GIVEN PASSAGE
Pairing Wine with Machine Learning

JP Velasquez
May 7 · 4 min read

Building a series of ML models to identify what determines the highest quality wine

Image Source: https://www.independent.co.uk/extras/indybest/food-drink/wine/best-non-alcoholic-wine-low-alcohol-b1780023.html

I’ll never forget my first time ordering wine at a restaurant.

I had just turned 21 and was excited to finally order a drink at dinner with my parents. When I asked the waitress for a wine recommendation, she flipped it back on me and asked what I was looking for in the wine. Having zero clue what to say (or what the question even meant), I sat there in silence for a second before admitting my ignorance — it made me felt pretty dumb!

When I got home that night I spent a few minutes on google to find some wine vocab words to keep in my back pocket. While these have been helpful, the truth is that I still have no idea what deems a wine “good”.

So in order to answer that question (and avoid feeling dumb when ordering wine again), I decided to build a series of Machine Learning models to predict the quality of a wine based on its characteristics.

In this article, I’ll walk you through the process of building the models and discuss my findings.

Data Overview

The dataset I used contains 1,600 wines with information on the following characteristics for each:

  • Fixed Acidity: contribute to sourness

Each wine in the dataset also has a 1–10 rating of its quality. So the goal of building the models is to try and predict the quality of the wine based on the levels of the above characteristics.

Building the Models

In Machine Learning, its important to do some pre-processing on the data in order to get the best possible model performance and avoid problems like overfitting.

The first thing I did was manipulate the raw data so the ‘Quality’ variable went from being a score of 1–10 to choosing an arbitrary cutoff point so that it becomes a binary value of the wine being either “good” or “bad”. By simplifying the data and creating a true classification problem, the accuracy of each model increased significantly. After that, I used a tool to normalize the range of the features.

(Rows from a pointing dataset)
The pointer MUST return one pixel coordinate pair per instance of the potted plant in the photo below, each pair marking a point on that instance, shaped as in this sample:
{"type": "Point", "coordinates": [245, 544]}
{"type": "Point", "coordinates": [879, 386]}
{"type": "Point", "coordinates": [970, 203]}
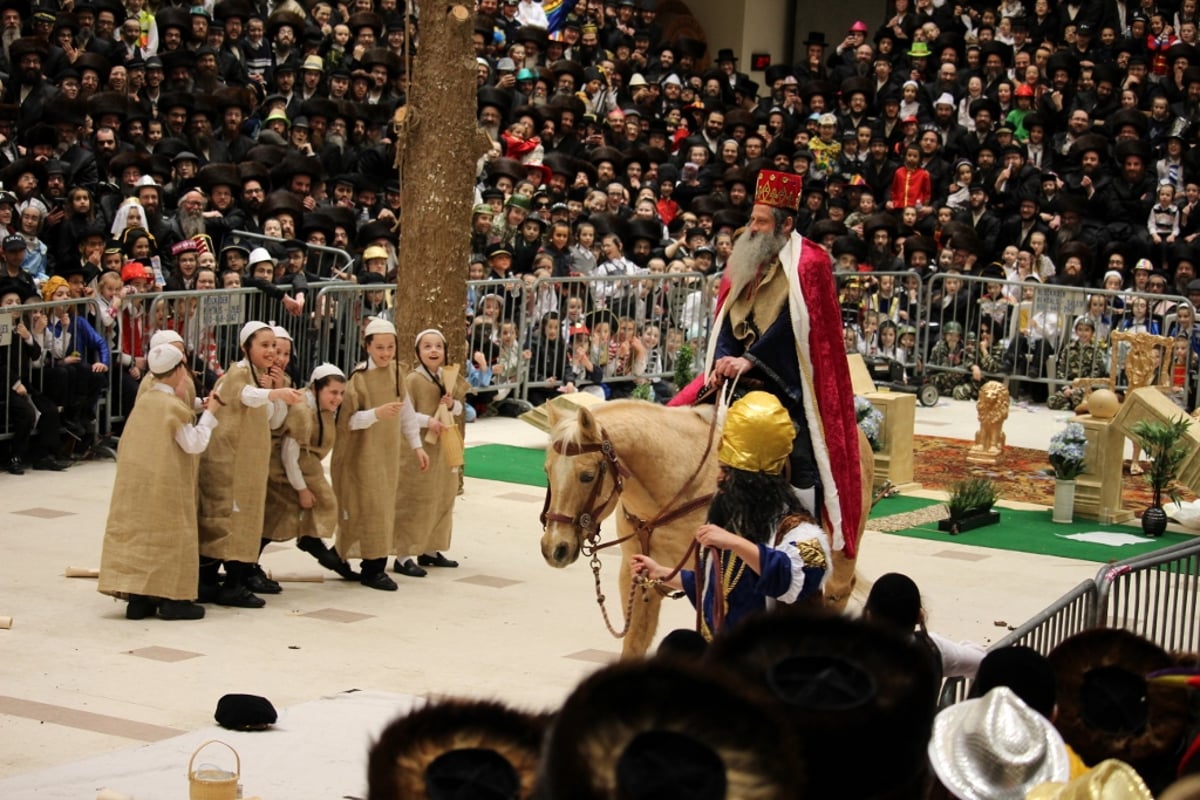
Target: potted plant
{"type": "Point", "coordinates": [1164, 444]}
{"type": "Point", "coordinates": [1067, 450]}
{"type": "Point", "coordinates": [970, 505]}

TASKS TO PERFORM
1. Transcribe the stretch of the wine-quality article from "I had just turned" through "felt pretty dumb!".
2. Go on with the wine-quality article from the point where it stops.

ANSWERS FOR THIS EXERCISE
1.
I had just turned 21 and was excited to finally order a drink at dinner with my parents. When I asked the waitress for a wine recommendation, she flipped it back on me and asked what I was looking for in the wine. Having zero clue what to say (or what the question even meant), I sat there in silence for a second before admitting my ignorance — it made me felt pretty dumb!

2.
Next, a key step in any Machine Learning problem is splitting the data into training and testing sets. These models work by learning trends in the training data since the training data contains the “answer” (in this case, the wine quality). The testing set is a new segment of the same data with the “answers” removed. By feeding the the testing set into the model so it can make predictions, we’re able to get an accuracy score to see how well the model works on new data.

I built five different types of models to find which one would perform the best: Logistic Regression, Bagging, Boosting, Random Forest, and Voting Ensemble.

Figure 1

Key Findings

As figure 1 shows, all five of the models performed similarly well. The Random Forest model performed the best with an overall accuracy score of 83%. This means that if you give this model information on 100 different wines, it will be able to accurately predict whether the wine is good or bad 83 times.

The Random Forest works by making a bunch of decision trees and joining them together to create the most accurate outcome. This structure is particularly helpful because it provides empirical insight into which features in the data are most important for prediction.

Figure 2

For our wine problem, the level of alcohol seems to be the most important feature by a significant margin, according to the Random Forest. Sulphates, Volatile Acidity, and Total Sulfur Dioxide are also significant factors in determining the quality of wine.

These findings can be useful for winemakers because it provides a framework for which wine properties they should focus on during production in order to create the highest quality wine.

And perhaps more importantly, I can use these findings to go back to that restaurant where I ordered my first glass of wine and not feel dumb. When the waitress asks me what I’m looking for, I’ll take a peak at my Feature Importance chart and gladly tell her I’m looking for a balanced amount of Alcohol, Sulphates, and Volatile Acidity.

Geek Culture

Proud to geek out. Follow to join our +500K monthly readers.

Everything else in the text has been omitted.